AUFGABENSTELLUNG: Filtern Sie aus den folgenden Einträgen jede Zeile heraus, die das Wort „shoulder“ enthält, und übernehmen Sie diese Zeilen unverändert. Dabei ist die Groß- und Kleinschreibung zu beachten.

GEGEBENE DATEN:
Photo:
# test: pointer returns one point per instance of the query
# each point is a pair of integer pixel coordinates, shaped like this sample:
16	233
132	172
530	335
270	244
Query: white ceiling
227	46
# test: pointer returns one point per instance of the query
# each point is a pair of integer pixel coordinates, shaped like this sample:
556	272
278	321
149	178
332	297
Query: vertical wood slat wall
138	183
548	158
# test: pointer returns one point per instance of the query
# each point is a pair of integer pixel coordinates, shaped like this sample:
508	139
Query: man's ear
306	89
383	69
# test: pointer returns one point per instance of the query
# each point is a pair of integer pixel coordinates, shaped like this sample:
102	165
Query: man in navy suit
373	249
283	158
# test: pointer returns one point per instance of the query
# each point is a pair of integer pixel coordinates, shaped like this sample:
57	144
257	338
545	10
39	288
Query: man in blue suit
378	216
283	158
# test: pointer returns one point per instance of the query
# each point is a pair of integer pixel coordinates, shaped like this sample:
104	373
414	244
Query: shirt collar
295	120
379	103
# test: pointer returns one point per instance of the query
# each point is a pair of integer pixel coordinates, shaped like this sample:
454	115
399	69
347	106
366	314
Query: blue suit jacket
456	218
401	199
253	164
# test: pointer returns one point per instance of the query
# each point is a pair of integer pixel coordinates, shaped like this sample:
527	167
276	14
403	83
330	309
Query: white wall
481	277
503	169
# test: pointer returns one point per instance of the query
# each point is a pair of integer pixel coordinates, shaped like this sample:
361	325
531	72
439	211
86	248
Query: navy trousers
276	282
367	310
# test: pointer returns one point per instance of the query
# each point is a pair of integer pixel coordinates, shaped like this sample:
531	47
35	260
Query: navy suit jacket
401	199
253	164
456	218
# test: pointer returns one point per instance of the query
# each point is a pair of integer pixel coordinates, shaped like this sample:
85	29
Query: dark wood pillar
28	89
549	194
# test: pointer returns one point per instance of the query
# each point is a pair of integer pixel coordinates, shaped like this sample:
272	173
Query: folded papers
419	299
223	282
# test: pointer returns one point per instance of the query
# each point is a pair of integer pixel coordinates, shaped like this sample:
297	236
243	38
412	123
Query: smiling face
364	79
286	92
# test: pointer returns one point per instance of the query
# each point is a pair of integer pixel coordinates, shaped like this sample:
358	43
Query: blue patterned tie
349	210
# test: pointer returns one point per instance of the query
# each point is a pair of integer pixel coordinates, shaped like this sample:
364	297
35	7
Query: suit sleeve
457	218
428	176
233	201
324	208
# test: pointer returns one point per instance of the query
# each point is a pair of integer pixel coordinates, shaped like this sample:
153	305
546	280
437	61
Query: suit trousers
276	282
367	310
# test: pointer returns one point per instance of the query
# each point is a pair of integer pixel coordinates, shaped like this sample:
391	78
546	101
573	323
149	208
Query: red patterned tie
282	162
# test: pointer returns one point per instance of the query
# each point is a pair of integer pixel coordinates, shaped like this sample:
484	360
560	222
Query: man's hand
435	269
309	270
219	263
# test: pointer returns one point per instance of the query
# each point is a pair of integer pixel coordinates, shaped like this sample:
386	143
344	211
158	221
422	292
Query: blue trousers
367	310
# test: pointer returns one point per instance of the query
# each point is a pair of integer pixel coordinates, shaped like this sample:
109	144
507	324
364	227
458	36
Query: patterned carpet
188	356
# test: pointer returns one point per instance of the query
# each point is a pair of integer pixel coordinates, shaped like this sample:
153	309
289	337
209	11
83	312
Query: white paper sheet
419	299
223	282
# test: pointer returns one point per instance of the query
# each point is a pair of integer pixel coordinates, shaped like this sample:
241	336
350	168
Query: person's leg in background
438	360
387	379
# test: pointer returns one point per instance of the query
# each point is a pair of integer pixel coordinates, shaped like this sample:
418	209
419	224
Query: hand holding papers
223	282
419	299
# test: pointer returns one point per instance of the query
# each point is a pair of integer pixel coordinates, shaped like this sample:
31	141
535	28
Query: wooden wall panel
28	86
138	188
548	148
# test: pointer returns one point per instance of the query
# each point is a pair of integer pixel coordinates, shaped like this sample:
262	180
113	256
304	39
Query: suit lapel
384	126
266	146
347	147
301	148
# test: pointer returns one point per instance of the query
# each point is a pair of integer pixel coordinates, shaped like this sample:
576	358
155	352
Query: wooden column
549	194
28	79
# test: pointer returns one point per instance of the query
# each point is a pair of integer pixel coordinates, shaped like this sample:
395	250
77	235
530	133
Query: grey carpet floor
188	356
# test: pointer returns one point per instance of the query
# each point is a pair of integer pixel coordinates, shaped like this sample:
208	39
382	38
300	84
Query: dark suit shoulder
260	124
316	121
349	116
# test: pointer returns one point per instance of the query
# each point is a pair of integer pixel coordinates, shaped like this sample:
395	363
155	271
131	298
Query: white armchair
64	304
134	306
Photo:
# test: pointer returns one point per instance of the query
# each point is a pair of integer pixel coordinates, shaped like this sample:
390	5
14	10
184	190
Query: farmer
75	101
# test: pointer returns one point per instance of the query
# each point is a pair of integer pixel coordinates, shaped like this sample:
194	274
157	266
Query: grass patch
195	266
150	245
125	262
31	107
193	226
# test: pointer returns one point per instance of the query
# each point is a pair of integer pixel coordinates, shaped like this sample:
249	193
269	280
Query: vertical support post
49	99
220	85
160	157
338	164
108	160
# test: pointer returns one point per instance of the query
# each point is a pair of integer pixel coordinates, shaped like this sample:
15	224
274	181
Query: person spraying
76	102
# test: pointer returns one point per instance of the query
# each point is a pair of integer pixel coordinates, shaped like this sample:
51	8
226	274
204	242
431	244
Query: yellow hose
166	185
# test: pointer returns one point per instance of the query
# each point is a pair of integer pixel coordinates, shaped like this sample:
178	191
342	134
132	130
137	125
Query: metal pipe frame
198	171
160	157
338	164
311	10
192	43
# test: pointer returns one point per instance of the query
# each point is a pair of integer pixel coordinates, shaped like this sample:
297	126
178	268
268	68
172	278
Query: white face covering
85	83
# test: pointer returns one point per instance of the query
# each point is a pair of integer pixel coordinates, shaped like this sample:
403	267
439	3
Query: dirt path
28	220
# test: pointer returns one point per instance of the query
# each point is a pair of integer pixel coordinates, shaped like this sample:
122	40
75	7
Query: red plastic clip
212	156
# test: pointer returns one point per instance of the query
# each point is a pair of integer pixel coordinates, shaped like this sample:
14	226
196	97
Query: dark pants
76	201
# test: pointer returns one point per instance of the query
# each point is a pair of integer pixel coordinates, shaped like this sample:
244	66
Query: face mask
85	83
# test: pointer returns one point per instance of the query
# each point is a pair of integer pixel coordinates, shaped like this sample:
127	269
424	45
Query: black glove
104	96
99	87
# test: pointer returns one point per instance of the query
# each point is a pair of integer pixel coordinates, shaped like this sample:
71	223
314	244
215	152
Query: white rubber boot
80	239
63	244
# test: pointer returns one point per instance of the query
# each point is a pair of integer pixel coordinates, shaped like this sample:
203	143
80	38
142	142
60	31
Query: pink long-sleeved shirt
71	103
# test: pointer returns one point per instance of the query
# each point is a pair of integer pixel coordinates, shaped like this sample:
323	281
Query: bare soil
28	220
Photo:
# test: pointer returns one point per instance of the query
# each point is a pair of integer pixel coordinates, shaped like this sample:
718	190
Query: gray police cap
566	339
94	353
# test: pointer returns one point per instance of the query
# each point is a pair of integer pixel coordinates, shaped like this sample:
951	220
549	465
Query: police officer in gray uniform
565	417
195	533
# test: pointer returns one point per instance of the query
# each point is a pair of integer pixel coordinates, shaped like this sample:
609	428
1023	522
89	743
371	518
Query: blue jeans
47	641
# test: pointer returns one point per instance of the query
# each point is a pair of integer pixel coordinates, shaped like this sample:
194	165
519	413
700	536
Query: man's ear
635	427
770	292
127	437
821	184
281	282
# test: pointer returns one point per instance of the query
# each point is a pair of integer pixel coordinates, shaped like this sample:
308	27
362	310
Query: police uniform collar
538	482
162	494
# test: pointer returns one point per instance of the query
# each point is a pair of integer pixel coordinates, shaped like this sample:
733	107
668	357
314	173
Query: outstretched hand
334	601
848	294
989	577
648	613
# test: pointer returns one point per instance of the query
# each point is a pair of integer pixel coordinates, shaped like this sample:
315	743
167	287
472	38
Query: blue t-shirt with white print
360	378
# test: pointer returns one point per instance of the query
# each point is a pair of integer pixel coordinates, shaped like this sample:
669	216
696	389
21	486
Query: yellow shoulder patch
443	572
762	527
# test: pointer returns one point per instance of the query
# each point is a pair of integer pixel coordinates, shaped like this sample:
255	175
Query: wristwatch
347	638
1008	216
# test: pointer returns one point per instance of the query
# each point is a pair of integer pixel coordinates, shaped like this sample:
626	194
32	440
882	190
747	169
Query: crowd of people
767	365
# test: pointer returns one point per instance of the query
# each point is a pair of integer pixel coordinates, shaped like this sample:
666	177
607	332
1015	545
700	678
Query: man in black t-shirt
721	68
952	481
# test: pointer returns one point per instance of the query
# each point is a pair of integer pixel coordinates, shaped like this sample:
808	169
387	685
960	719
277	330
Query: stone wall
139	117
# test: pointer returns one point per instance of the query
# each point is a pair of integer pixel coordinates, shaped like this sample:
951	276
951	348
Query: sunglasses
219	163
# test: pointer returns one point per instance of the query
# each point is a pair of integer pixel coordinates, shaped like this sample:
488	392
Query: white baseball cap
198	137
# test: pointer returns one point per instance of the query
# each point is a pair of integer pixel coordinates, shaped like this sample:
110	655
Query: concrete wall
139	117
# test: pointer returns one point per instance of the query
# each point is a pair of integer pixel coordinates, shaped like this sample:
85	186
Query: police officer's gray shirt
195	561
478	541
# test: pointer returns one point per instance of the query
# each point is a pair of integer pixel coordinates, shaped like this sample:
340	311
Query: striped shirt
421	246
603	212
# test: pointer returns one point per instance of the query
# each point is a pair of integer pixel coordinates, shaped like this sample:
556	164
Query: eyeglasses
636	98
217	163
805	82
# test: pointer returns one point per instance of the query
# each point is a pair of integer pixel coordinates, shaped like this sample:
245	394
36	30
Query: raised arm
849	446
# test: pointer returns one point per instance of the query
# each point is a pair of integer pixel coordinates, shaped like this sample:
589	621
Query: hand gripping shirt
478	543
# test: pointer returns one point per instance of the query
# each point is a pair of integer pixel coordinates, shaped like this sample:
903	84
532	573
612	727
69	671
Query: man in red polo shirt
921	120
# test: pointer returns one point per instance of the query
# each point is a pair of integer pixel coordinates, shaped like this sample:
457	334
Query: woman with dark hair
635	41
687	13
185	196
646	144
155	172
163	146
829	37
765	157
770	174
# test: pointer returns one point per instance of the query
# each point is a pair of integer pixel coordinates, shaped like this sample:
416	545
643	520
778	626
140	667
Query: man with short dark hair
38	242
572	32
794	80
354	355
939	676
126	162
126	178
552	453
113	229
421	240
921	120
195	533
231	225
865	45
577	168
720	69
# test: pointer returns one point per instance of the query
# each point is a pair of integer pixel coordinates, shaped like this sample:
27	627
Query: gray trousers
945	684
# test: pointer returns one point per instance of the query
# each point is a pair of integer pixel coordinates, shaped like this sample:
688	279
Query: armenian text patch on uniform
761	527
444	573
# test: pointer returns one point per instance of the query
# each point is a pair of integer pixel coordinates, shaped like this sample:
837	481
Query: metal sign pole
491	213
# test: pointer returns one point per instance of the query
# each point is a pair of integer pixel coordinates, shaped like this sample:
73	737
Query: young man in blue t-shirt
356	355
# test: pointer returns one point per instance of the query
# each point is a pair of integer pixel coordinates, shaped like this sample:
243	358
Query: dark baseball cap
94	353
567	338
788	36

LÖSUNG:
Query: dark suit shoulder
Query: yellow shoulder patch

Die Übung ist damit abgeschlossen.